**Task**: Write out the material again exactly, please, and omit the pictures.

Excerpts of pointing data
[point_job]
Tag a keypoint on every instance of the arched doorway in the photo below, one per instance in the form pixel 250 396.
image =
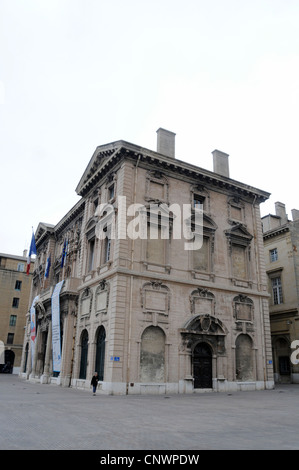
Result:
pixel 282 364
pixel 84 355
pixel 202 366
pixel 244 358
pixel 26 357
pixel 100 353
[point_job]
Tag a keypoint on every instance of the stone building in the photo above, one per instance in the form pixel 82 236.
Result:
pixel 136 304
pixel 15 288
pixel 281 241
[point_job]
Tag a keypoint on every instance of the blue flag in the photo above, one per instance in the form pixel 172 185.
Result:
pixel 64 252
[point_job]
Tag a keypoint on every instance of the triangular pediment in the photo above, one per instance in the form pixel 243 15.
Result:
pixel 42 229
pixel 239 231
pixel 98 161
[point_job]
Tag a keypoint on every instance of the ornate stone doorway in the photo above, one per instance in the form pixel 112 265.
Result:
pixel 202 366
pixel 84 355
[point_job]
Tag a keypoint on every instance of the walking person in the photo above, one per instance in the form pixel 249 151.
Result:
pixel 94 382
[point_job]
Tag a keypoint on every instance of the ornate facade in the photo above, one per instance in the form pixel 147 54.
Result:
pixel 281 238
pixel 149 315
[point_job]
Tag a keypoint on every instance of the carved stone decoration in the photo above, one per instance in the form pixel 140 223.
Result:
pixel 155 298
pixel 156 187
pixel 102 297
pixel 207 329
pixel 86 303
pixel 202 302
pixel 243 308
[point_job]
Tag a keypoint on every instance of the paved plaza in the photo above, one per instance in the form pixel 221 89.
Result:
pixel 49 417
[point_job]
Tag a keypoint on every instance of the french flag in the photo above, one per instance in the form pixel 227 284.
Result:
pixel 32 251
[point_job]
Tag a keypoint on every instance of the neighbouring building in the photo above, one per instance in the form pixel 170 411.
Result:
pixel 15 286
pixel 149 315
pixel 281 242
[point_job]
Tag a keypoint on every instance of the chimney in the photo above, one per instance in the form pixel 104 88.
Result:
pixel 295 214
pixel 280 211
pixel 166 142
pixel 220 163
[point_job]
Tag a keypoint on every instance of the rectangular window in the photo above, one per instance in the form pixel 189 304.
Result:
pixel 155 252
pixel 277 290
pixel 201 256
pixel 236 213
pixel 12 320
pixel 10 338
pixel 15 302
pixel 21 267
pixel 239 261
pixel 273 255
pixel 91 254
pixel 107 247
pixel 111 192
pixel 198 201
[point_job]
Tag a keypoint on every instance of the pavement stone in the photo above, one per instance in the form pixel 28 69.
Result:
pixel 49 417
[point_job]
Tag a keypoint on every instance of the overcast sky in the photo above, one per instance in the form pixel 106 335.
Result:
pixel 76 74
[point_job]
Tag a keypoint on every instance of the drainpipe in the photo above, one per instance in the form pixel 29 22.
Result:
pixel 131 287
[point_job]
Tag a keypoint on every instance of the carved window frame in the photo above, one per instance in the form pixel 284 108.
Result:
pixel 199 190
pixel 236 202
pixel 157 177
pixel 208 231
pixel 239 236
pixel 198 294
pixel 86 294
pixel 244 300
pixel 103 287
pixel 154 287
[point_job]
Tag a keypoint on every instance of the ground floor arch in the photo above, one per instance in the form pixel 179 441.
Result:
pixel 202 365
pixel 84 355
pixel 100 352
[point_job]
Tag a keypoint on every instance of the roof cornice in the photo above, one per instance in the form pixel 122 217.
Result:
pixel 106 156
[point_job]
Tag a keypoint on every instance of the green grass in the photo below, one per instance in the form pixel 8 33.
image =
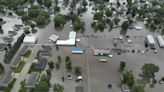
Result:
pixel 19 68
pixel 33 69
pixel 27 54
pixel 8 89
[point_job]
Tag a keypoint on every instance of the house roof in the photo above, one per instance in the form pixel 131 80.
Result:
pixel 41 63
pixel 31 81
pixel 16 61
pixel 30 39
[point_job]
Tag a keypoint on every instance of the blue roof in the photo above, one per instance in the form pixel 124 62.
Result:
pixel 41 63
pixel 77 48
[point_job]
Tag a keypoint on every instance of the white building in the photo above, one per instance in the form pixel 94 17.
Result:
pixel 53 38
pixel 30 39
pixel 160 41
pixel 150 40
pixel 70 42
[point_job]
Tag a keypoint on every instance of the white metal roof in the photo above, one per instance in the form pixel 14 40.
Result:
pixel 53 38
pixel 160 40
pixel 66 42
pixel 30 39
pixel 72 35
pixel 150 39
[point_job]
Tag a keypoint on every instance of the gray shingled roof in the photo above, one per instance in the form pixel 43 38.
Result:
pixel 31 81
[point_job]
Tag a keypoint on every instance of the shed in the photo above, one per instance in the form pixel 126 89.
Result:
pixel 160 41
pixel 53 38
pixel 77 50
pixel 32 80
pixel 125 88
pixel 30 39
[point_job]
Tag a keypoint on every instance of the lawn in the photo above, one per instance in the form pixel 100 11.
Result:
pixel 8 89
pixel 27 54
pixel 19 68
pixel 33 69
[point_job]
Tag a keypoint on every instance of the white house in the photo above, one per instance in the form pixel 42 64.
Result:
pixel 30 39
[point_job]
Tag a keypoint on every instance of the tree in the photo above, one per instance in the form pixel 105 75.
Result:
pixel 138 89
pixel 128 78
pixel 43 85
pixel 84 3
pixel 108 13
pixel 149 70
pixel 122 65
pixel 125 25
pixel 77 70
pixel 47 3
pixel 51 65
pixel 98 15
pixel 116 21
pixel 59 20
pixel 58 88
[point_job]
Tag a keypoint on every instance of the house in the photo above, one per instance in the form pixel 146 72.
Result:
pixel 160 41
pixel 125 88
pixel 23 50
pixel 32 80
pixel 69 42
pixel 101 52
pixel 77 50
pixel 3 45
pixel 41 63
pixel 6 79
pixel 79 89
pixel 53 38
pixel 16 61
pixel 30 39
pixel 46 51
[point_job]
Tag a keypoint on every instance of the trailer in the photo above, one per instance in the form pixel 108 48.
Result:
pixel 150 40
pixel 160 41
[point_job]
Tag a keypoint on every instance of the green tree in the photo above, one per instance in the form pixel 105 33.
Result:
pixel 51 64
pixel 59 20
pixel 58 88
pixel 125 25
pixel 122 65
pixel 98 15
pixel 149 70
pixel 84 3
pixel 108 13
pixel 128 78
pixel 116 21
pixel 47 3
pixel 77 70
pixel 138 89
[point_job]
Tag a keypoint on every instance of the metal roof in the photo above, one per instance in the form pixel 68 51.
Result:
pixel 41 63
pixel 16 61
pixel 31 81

**Output for this task**:
[point_job]
Tag a keypoint on every instance of the arched doorway in the photo below, one per instance in the form pixel 250 396.
image =
Result:
pixel 282 364
pixel 84 355
pixel 202 366
pixel 244 358
pixel 26 357
pixel 100 353
[point_job]
Tag a keypoint on every instance of the stone building in the photo above, one per instance in the form pixel 82 236.
Result:
pixel 136 304
pixel 15 288
pixel 281 241
[point_job]
Tag a keypoint on every instance of the blue flag in the photo above, one per instance in the form pixel 172 185.
Result:
pixel 64 252
[point_job]
Tag a keypoint on every instance of the triangular pediment in the photo above, one per instance in the form pixel 243 15.
Result:
pixel 42 229
pixel 239 231
pixel 98 161
[point_job]
Tag a keypoint on every instance of the ornate stone doorway in the photo above, one per instance in the form pixel 112 265.
Result:
pixel 202 366
pixel 84 355
[point_job]
Tag a keypoint on every instance of the walking person in the photo above, one per instance in the form pixel 249 151.
Result:
pixel 94 382
[point_job]
Tag a keypoint on every instance of the ornate facade in the photo above, one per instance in the form pixel 147 54.
Result:
pixel 281 238
pixel 149 315
[point_job]
Tag a keypoint on every instance of the carved stone decoration in the photo above, one per instance in the form pixel 140 223.
Result:
pixel 155 298
pixel 156 187
pixel 102 297
pixel 207 329
pixel 86 303
pixel 202 302
pixel 243 308
[point_job]
Tag a keypoint on every instance of the paved plaza in the photo above, one per instance in the form pixel 221 89.
Result:
pixel 49 417
[point_job]
Tag a keypoint on every instance of the french flag in the photo above, one per instance in the form pixel 227 284.
Result:
pixel 32 251
[point_job]
Tag a keypoint on every instance of the neighbouring building in the photo above, one per instance in the form pixel 170 411.
Result:
pixel 15 286
pixel 149 315
pixel 281 242
[point_job]
Tag a keypoint on every instance of the chimney in the photo above, one per instance in the form pixel 104 88.
Result:
pixel 295 214
pixel 280 211
pixel 166 142
pixel 220 163
[point_job]
Tag a keypoint on every instance of the rectangular window in the photo above, one per instance in the form pixel 189 304.
Result:
pixel 155 252
pixel 277 290
pixel 201 256
pixel 236 213
pixel 12 320
pixel 10 338
pixel 15 302
pixel 21 267
pixel 239 261
pixel 273 255
pixel 91 254
pixel 107 247
pixel 111 192
pixel 198 201
[point_job]
Tag a keypoint on every instance of the pavement stone in the photo above, one per instance in the form pixel 28 69.
Result:
pixel 49 417
[point_job]
Tag a keypoint on every instance of the overcast sky in the photo above, one per instance in the form pixel 106 335.
Result:
pixel 76 74
[point_job]
Tag a keypoint on every instance of the drainpipe in the photo above, one per instance in the form pixel 29 22.
Result:
pixel 131 287
[point_job]
Tag a keypoint on every instance of the carved window frame in the photo above, one per instance in the form pixel 284 108.
Result:
pixel 199 190
pixel 236 202
pixel 157 177
pixel 208 231
pixel 239 236
pixel 198 294
pixel 86 294
pixel 244 300
pixel 103 287
pixel 154 287
[point_job]
Tag a keypoint on every instance of the ground floor arch in the photo above, one per instance in the form pixel 179 441.
Result:
pixel 202 365
pixel 84 355
pixel 100 352
[point_job]
Tag a keypoint on every instance of the roof cornice in the photo above, one per instance in the form pixel 122 217.
Result:
pixel 106 156
[point_job]
Tag a keypoint on every instance of the green grass in the photo below, one per instance in the form pixel 8 33.
image =
Result:
pixel 19 68
pixel 33 69
pixel 27 54
pixel 8 89
[point_job]
Tag a keypoint on every instance of the house roof in the photo above, one per instance in the form pixel 131 80.
Result:
pixel 41 63
pixel 31 81
pixel 16 61
pixel 30 39
[point_job]
Tag a keypoint on every instance of the blue roof in the photo above, one per instance in the form pixel 124 62.
Result:
pixel 41 63
pixel 77 48
[point_job]
Tag a keypoint on every instance of the white building in the photo above, one per instance in the form pixel 94 17.
Result:
pixel 53 38
pixel 30 39
pixel 160 41
pixel 150 40
pixel 70 42
[point_job]
Tag a keypoint on every instance of the white metal roof in the photo above, one per instance in the form pixel 14 40.
Result:
pixel 53 38
pixel 160 40
pixel 66 42
pixel 30 39
pixel 72 35
pixel 150 39
[point_job]
Tag a keypoint on every instance of the gray shingled roof in the photo above, one per instance in the form pixel 43 38.
Result:
pixel 31 81
[point_job]
Tag a keypoint on every instance of the shed in the photo above, one per instance in the form pixel 126 89.
Result:
pixel 160 41
pixel 53 38
pixel 77 50
pixel 32 80
pixel 125 88
pixel 30 39
[point_job]
Tag a keypoint on every instance of the lawn in the photo above, one per instance in the form pixel 100 11.
Result:
pixel 8 89
pixel 27 54
pixel 19 68
pixel 33 69
[point_job]
Tag a keypoint on every instance of the white house in the photo above, one per instance in the form pixel 42 64.
Result:
pixel 30 39
[point_job]
Tag a keypoint on every instance of the tree in the photo above, one per instance in the form pixel 105 75.
Result:
pixel 138 89
pixel 128 78
pixel 43 85
pixel 84 3
pixel 108 13
pixel 149 70
pixel 122 65
pixel 125 25
pixel 77 70
pixel 47 3
pixel 51 65
pixel 98 15
pixel 116 21
pixel 59 20
pixel 58 88
[point_job]
Tag a keypoint on every instance of the house in the photo above, one per instance in the form pixel 146 72.
Result:
pixel 160 41
pixel 125 88
pixel 23 50
pixel 32 80
pixel 69 42
pixel 101 52
pixel 77 50
pixel 3 45
pixel 41 63
pixel 6 79
pixel 79 89
pixel 53 38
pixel 16 61
pixel 30 39
pixel 46 51
[point_job]
Tag a keypoint on every instance of the trailer in the photo above, one per instance in the form pixel 108 48.
Result:
pixel 150 40
pixel 160 41
[point_job]
Tag a keypoint on every instance of the green tree in the photo above, one per instance in the form pixel 105 33.
Result:
pixel 51 64
pixel 59 20
pixel 58 88
pixel 125 25
pixel 122 65
pixel 98 15
pixel 149 70
pixel 84 3
pixel 108 13
pixel 128 78
pixel 116 21
pixel 47 3
pixel 77 70
pixel 138 89
[point_job]
Tag a keypoint on every instance of the metal roof in the photo above, one per instance in the form pixel 68 51.
Result:
pixel 41 63
pixel 16 61
pixel 31 81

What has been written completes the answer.